SOURCE TEXT:
+++

Silent devoted companionship
“I have found that when you are deeply troubled, there are things you get from the silent devoted companionship of a dog that you can get from no other source.”
— Doris Day
If you’ve ever had a canine friend, you know what Day meant. There is something about the friendship between humans and dogs that defies comparison to anything else.
I’ve found that many of my fellow dog lovers are also fond of animals in general, but most of us will admit that our dogs fill a gap that can’t be filled by any other animal, or even any human. Their instinctive awareness of our moods, their unconditional devotion and their (mostly) silent presence in good times and bad quickly become part of our lives to the point that we can scarcely remember what our days were like without them.
Unlike a lot of people, dogs seem to be even more drawn to us in times when we are sad or distressed. They don’t offer solutions or advice, but they do communicate understanding and concern. They stay beside us, letting us know that whatever else is going on, their loyalty is unchanged and unchanging.
Many of you know that our beloved dog Pasha died less than a year after Jeff’s diagnosis. He had been with us more than sixteen years, and we still miss him. When our lives settle down enough to ensure that we will have the time and stamina required, we plan to adopt another puppy. Meanwhile, I enjoy other people’s dogs, who brighten my walks and make our neighborhoods fun places to be.
If you are “between dogs” as we are, or can’t have a pup for other reasons, I hope you are able to experience some of their benefits through friends and family whose households include a canine or two. To those of you whose homes are blessed with the cheerful chores that go with having a resident pooch, please accept my thanks for the vicarious joy I get from seeing and hearing about your furry friends.

+++

(Segmentation mask data)
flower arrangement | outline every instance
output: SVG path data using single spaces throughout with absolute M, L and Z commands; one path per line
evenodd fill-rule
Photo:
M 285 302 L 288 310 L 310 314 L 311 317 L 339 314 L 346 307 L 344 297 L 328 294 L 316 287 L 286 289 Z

+++

WHAT YOU NEED TO DO: According to the essay on the silent companionship of dogs, how long had Pasha been with the household?

TASK ANSWER: More than sixteen years.